Reproduce all of the records below, swapping each occurrence of "deer" for "stag" and leaving everything else unchanged. Leave the pictures out of your answer.

══ Given information

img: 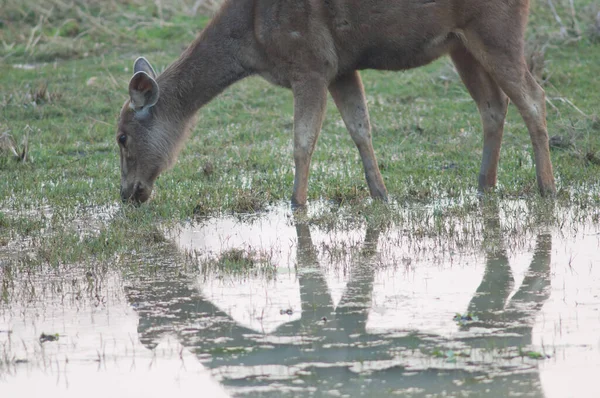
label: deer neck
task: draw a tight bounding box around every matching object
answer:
[157,2,250,124]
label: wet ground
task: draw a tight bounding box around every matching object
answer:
[0,202,600,397]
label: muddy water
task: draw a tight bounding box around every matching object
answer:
[0,204,600,397]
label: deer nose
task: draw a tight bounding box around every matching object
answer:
[121,182,152,204]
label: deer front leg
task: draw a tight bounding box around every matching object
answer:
[450,46,508,193]
[329,71,387,201]
[292,78,327,207]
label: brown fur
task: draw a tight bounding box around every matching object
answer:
[117,0,555,205]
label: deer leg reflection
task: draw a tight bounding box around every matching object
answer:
[463,206,552,347]
[336,227,381,334]
[469,205,514,322]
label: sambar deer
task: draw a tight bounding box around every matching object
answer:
[117,0,556,205]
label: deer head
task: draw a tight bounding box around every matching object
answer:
[117,57,186,203]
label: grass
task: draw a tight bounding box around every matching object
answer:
[0,0,600,265]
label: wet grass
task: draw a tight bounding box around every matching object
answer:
[0,0,600,266]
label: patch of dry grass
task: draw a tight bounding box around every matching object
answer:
[0,0,222,62]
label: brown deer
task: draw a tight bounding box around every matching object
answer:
[117,0,556,205]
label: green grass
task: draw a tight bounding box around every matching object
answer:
[0,0,600,264]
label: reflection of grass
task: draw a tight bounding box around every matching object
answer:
[202,248,276,279]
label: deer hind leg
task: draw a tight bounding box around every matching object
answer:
[464,24,556,196]
[450,46,508,192]
[329,71,387,201]
[292,78,327,207]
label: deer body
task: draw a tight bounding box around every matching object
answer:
[117,0,555,205]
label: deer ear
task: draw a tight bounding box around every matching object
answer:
[133,57,156,79]
[129,71,159,112]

════

Solved problem |
img: 
label: stag neck
task: draw a tight bounding box around every matching object
answer:
[157,2,250,124]
label: wet ground
task: draw a tight bounding box around every matching object
answer:
[0,202,600,397]
label: muddy water
task: draw a tight bounding box around every matching object
answer:
[0,204,600,397]
label: stag nose
task: draw a tight bounding box around every matching object
answer:
[121,182,152,204]
label: stag front leg
task: draw a tight bounding box around every matching object
answer:
[450,46,508,193]
[329,71,387,201]
[292,78,327,207]
label: brown fur
task: draw a tight bounding box around every matching object
answer:
[117,0,555,205]
label: stag leg reflection
task: draw a tight bounding box around every matching object
answer:
[463,206,552,347]
[336,227,381,334]
[469,205,514,322]
label: sambar stag
task: draw a tight bounding box around every matching object
answer:
[117,0,556,205]
label: stag head
task: draw a tight bounding box around every matching object
answer:
[117,57,186,203]
label: grass
task: draw a tight bounding box around every matching object
answer:
[0,0,600,265]
label: wet grass
task: draw a tight bounding box around every matching object
answer:
[0,0,600,266]
label: patch of dry grass
task: draw a tight bounding box around every matching object
answer:
[0,0,222,62]
label: brown stag
task: draw a tight bounding box around every matching object
answer:
[117,0,556,205]
label: green grass
task: draw a tight bounding box around every matching object
answer:
[0,0,600,264]
label: reflection of grass
task: draw a tight bounding box around every matching object
answer:
[202,248,276,279]
label: stag hind leg
task: draw a tight bounding box around every matching object
answer:
[464,24,556,196]
[450,46,508,192]
[329,71,387,201]
[292,78,327,207]
label: stag body
task: draw a tight bounding box around every matching object
answer:
[117,0,555,205]
label: stag ear
task: draw a tight bounding box around every matching object
answer:
[133,57,156,79]
[129,71,159,112]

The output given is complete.